-- Begin EXERCISE MATERIAL --

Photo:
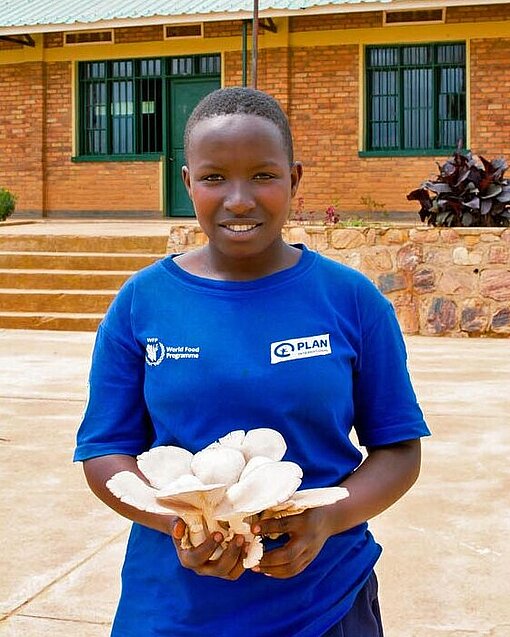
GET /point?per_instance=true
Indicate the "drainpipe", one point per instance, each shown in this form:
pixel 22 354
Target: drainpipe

-- End EXERCISE MATERIAL --
-- Begin EXERCISE MATERIAL --

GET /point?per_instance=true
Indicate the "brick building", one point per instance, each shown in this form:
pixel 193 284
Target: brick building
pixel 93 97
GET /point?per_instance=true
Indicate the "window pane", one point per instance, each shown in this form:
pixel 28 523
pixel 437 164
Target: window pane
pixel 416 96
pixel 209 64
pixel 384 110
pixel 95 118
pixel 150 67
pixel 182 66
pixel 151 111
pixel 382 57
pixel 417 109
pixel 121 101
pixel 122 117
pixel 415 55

-- End EXERCISE MATERIAL --
-- Begin EXERCISE MATERIAL --

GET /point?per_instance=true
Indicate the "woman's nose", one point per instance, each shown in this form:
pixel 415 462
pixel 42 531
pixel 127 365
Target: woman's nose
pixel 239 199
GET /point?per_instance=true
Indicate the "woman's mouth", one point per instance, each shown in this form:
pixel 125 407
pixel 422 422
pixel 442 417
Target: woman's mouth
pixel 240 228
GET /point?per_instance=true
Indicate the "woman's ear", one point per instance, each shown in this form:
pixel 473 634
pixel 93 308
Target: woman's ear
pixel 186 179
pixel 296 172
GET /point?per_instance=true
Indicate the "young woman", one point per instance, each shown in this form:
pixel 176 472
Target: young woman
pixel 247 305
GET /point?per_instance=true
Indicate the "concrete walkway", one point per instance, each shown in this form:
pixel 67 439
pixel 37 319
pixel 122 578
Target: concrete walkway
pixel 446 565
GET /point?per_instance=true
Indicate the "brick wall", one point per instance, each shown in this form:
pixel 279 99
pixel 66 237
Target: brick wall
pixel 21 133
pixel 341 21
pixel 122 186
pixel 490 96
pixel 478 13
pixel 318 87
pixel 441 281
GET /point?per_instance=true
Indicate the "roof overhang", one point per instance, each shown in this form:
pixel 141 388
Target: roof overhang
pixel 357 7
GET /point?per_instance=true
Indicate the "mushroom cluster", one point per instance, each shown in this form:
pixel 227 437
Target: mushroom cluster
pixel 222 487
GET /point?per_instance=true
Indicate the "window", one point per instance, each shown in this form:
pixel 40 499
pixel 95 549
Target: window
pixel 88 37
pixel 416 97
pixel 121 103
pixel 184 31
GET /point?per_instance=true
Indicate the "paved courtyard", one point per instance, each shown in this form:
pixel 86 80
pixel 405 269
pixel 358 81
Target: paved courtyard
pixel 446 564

-- End EXERCISE MATERIAL --

WHAT THE TASK ASKS:
Locate each line in the entries above that contains the string "brick" and copy it out. Only exact matches in case count.

TASK SOLUTION:
Indicate the "brick building", one point per instance, each shown in this form:
Target: brick building
Indicate the "brick wall", one point per instance, each shown in this form:
Target: brick wall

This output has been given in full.